:: Instructions for the task ::
Copy each line that includes the string "under" from the material into your answer.

++++++

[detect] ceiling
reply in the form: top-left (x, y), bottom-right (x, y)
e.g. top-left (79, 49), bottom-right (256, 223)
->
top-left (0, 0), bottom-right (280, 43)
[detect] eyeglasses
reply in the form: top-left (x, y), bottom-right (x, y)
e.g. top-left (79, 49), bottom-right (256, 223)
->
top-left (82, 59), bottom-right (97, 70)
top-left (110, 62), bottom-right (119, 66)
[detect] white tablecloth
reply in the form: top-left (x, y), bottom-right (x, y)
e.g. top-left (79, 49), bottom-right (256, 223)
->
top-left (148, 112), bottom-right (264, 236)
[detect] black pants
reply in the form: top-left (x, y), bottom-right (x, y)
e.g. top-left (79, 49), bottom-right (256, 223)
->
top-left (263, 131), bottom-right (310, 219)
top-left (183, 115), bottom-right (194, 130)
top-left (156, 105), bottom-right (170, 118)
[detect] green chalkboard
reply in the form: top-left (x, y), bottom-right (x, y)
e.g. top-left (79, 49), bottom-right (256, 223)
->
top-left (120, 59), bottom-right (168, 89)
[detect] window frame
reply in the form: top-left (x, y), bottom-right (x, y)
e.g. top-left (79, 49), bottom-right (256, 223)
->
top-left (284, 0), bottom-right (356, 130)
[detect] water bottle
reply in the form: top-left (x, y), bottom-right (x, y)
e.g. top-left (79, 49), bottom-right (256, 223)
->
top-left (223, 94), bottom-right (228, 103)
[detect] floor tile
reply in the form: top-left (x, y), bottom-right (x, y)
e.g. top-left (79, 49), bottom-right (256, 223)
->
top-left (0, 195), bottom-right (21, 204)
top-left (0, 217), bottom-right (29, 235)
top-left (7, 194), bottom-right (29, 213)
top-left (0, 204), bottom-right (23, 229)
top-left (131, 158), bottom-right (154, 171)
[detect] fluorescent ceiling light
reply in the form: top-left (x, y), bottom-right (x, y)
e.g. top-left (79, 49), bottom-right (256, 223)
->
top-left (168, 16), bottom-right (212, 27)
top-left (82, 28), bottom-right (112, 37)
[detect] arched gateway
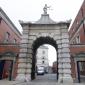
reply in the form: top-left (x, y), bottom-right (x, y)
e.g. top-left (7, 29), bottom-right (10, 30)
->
top-left (16, 5), bottom-right (73, 83)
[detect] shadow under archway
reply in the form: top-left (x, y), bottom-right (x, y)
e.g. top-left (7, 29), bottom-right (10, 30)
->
top-left (31, 36), bottom-right (58, 80)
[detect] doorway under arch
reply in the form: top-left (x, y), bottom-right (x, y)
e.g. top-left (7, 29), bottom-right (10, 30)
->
top-left (0, 52), bottom-right (17, 80)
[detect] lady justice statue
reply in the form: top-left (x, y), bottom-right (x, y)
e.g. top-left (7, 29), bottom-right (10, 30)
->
top-left (43, 4), bottom-right (50, 14)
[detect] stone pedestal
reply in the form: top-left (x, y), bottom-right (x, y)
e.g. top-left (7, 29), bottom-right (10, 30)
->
top-left (63, 75), bottom-right (73, 83)
top-left (15, 74), bottom-right (26, 81)
top-left (16, 74), bottom-right (31, 82)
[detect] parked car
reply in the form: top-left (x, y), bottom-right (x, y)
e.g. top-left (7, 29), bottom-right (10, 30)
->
top-left (37, 66), bottom-right (44, 75)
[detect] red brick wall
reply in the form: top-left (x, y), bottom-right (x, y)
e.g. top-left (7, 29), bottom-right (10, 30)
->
top-left (70, 45), bottom-right (85, 55)
top-left (0, 45), bottom-right (19, 53)
top-left (0, 12), bottom-right (21, 80)
top-left (52, 61), bottom-right (57, 73)
top-left (69, 1), bottom-right (85, 42)
top-left (69, 0), bottom-right (85, 80)
top-left (0, 19), bottom-right (21, 43)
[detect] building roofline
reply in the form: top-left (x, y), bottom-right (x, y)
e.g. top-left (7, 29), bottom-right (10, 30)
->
top-left (0, 7), bottom-right (22, 36)
top-left (69, 0), bottom-right (84, 31)
top-left (19, 20), bottom-right (70, 28)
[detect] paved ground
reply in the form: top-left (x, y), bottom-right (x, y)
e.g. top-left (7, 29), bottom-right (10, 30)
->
top-left (0, 74), bottom-right (85, 85)
top-left (27, 73), bottom-right (57, 85)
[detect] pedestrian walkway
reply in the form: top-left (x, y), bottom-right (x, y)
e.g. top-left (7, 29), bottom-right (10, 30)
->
top-left (0, 80), bottom-right (85, 85)
top-left (0, 74), bottom-right (85, 85)
top-left (0, 80), bottom-right (25, 85)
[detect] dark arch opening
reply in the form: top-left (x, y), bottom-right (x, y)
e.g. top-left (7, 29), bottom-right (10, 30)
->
top-left (31, 36), bottom-right (58, 80)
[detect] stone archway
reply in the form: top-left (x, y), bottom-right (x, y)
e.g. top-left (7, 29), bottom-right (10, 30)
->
top-left (31, 36), bottom-right (57, 80)
top-left (16, 7), bottom-right (73, 83)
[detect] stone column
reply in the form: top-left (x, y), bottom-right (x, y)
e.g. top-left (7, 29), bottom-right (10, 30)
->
top-left (60, 28), bottom-right (73, 83)
top-left (16, 26), bottom-right (30, 81)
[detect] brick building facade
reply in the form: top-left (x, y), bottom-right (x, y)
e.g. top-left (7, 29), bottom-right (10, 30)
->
top-left (52, 61), bottom-right (57, 73)
top-left (0, 8), bottom-right (21, 80)
top-left (69, 0), bottom-right (85, 82)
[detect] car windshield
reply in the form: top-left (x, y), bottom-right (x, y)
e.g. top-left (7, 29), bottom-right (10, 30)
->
top-left (38, 67), bottom-right (44, 71)
top-left (38, 69), bottom-right (43, 71)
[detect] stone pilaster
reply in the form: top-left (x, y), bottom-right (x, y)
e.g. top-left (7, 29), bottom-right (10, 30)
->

++++++

:: The completed task ::
[detect] shadow under archway
[detect] doorway under arch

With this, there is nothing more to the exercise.